**What is expected:**
Exactly as they appear, write the lines from the one containing "Expected: the position of each instance of the wet" to the final line of the entries, leaving pictures out.

[Start of Attachment]

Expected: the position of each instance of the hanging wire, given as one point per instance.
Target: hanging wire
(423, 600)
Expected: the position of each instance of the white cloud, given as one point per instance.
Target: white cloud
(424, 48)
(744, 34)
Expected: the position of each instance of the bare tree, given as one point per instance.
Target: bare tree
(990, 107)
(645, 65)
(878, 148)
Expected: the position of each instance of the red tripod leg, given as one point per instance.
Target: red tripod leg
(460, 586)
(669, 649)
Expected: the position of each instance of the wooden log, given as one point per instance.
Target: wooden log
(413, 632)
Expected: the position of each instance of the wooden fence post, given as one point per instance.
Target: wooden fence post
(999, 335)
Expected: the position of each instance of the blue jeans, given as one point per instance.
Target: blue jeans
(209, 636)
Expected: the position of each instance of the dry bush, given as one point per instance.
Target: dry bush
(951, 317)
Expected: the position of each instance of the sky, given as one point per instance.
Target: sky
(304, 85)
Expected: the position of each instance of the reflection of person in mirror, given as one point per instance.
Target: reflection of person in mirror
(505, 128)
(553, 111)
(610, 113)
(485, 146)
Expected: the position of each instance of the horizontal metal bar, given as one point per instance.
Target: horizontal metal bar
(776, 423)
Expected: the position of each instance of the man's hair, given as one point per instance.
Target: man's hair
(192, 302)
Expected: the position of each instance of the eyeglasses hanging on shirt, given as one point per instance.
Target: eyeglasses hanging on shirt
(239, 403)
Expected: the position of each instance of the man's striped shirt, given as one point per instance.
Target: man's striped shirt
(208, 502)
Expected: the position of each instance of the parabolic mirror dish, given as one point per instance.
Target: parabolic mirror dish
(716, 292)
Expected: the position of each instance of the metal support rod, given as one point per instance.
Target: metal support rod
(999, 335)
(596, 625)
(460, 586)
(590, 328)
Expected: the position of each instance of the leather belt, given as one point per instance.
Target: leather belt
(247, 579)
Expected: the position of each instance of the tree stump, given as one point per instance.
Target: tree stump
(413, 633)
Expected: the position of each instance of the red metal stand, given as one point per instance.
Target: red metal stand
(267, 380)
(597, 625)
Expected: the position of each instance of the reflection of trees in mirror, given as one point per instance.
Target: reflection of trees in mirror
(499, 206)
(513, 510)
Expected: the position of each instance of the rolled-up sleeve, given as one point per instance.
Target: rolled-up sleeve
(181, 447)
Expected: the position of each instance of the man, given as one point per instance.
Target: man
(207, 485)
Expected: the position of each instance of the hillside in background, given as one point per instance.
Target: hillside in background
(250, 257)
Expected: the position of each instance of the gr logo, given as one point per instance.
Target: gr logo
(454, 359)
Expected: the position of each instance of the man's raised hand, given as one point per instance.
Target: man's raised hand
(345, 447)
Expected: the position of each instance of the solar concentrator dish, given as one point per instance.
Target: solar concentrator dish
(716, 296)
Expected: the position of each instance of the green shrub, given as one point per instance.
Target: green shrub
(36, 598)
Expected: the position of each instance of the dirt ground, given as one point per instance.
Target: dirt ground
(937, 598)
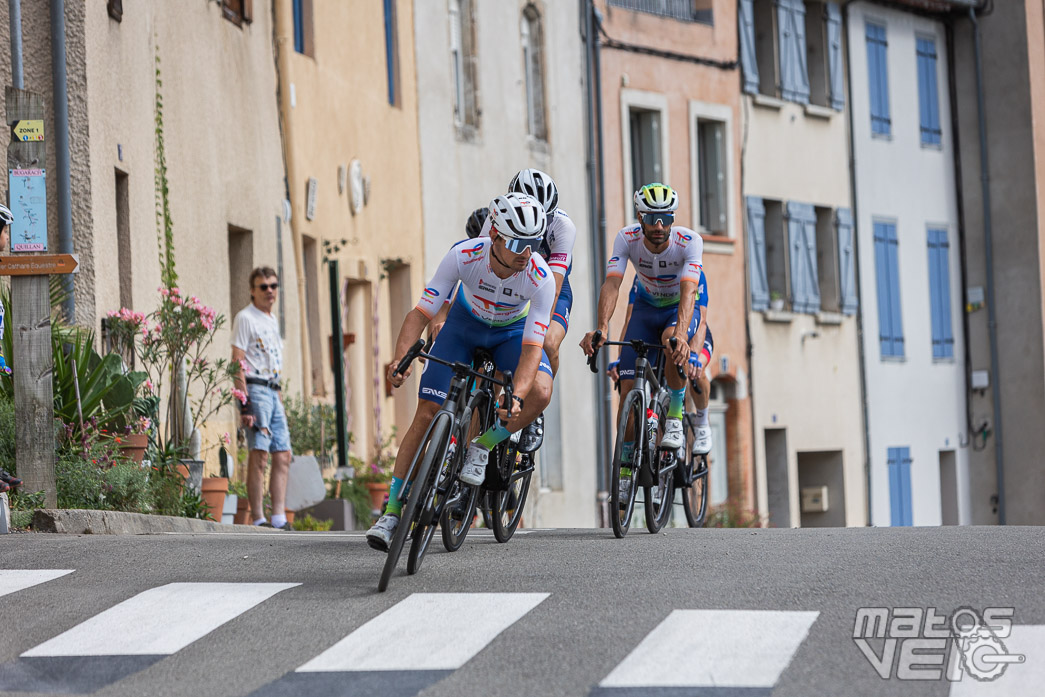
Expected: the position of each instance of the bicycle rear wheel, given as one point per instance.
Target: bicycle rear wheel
(507, 506)
(425, 463)
(631, 419)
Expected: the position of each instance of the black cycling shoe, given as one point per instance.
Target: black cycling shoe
(533, 435)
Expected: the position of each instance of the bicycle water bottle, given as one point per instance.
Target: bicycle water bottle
(652, 422)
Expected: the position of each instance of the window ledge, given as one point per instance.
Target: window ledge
(819, 112)
(830, 318)
(718, 244)
(782, 316)
(769, 102)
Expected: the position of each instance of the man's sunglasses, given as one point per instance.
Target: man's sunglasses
(652, 218)
(519, 246)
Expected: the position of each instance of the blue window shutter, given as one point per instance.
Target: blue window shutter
(882, 278)
(757, 253)
(928, 92)
(878, 79)
(748, 60)
(836, 67)
(299, 27)
(896, 488)
(846, 261)
(390, 47)
(791, 36)
(896, 314)
(905, 485)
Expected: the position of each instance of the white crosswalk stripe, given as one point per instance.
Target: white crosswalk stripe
(714, 648)
(473, 619)
(15, 580)
(159, 621)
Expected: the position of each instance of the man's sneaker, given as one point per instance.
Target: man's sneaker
(533, 435)
(379, 536)
(673, 437)
(474, 465)
(702, 440)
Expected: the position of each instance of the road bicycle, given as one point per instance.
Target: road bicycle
(641, 423)
(435, 489)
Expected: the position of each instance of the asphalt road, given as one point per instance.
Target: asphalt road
(572, 612)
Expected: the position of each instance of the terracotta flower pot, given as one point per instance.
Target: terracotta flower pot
(242, 512)
(377, 492)
(134, 446)
(214, 489)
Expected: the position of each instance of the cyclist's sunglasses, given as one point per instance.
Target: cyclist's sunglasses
(519, 246)
(665, 218)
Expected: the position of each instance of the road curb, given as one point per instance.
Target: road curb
(75, 521)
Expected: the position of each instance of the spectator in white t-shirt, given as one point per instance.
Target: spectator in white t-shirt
(258, 348)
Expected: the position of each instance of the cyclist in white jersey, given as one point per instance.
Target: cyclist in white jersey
(504, 303)
(557, 250)
(668, 261)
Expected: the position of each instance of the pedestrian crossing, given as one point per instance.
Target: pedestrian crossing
(723, 652)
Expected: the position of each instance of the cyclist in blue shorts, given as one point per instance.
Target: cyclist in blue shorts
(503, 303)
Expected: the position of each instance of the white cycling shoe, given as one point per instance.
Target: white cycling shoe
(673, 437)
(473, 470)
(702, 440)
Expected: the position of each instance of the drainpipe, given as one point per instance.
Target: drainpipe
(15, 13)
(597, 241)
(989, 260)
(61, 93)
(856, 269)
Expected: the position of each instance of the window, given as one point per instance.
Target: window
(927, 92)
(392, 52)
(683, 10)
(533, 67)
(303, 26)
(939, 295)
(899, 462)
(123, 239)
(237, 12)
(712, 177)
(890, 330)
(878, 80)
(463, 64)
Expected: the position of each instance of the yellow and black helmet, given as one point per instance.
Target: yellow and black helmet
(656, 198)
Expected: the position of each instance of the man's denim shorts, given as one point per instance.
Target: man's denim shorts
(268, 411)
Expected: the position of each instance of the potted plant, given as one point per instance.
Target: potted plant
(775, 301)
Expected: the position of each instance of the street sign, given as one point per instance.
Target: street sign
(27, 130)
(42, 264)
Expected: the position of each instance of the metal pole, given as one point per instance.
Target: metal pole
(15, 13)
(339, 363)
(64, 186)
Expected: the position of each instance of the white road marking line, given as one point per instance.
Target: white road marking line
(1022, 679)
(159, 621)
(723, 648)
(15, 580)
(471, 619)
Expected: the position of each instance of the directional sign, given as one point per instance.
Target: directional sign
(42, 264)
(27, 130)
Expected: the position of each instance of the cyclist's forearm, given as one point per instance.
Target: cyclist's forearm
(413, 325)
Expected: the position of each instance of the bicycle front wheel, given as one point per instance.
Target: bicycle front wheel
(426, 469)
(623, 477)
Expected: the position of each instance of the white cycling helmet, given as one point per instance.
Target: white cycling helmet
(538, 185)
(519, 219)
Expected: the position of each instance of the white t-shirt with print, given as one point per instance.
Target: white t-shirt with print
(257, 334)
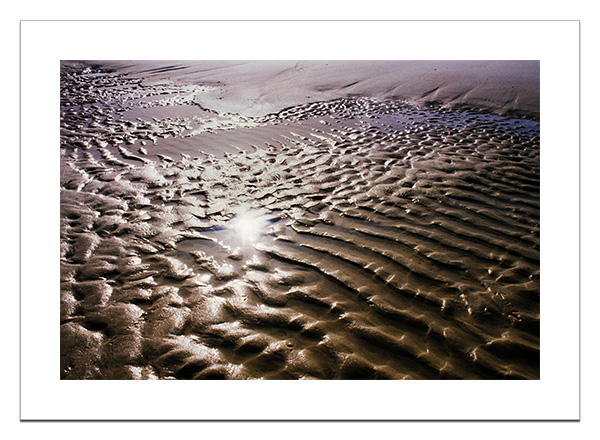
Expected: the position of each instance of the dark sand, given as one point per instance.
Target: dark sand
(305, 221)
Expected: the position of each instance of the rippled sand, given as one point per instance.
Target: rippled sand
(354, 238)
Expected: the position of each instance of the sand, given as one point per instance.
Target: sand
(300, 220)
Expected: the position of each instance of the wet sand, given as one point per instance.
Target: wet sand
(241, 222)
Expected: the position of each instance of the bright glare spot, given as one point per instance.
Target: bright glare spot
(248, 225)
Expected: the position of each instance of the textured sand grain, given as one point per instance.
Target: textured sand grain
(353, 237)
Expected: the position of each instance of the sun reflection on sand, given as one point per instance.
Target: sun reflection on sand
(248, 225)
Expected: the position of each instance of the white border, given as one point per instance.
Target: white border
(44, 396)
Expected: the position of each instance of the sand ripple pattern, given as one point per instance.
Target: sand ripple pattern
(361, 240)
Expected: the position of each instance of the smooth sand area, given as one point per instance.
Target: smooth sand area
(300, 220)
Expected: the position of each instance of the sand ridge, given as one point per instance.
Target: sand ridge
(347, 238)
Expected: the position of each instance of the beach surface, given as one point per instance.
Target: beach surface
(300, 220)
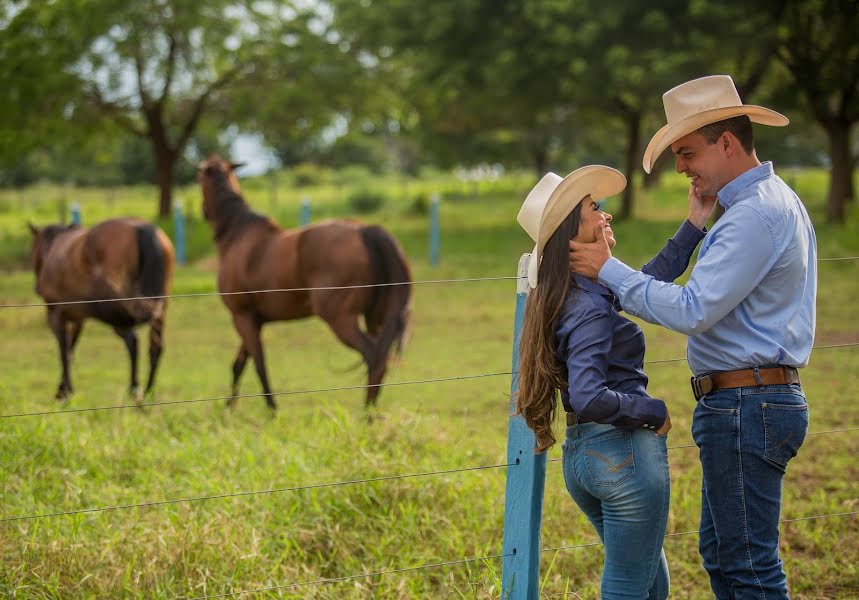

[End of Attachment]

**Your response:**
Expected: the position of each instance of the wet sand, given as one point per instance.
Target: wet sand
(241, 222)
Expected: the position of each instance of the bright glare spot, given as one point per instance.
Target: bright glare spot
(248, 225)
Expected: the position of each instance of the textured sand grain, given as one point per instance.
Target: textured sand grain
(353, 237)
Expected: the position of each instance of the sun reflection on sand, given as one point per instance.
Target: sun reflection on sand
(248, 225)
Expected: the position of each instance of the white border, given as one point per instance.
Target: white border
(44, 396)
Expected: the position of each instance of the sand ripple pattern, given as one point per instance.
Target: sand ripple pattern
(361, 240)
Expected: the position of each instance of the smooth sand area, given as one point per instance.
Target: smooth sand area
(300, 220)
Expected: the position of each instance of the sand ridge, given as one point per instance.
Target: sand ridge
(347, 238)
Expected: the position of each instance of the beach surface, given as one point per instance.
Target: beach surface
(300, 220)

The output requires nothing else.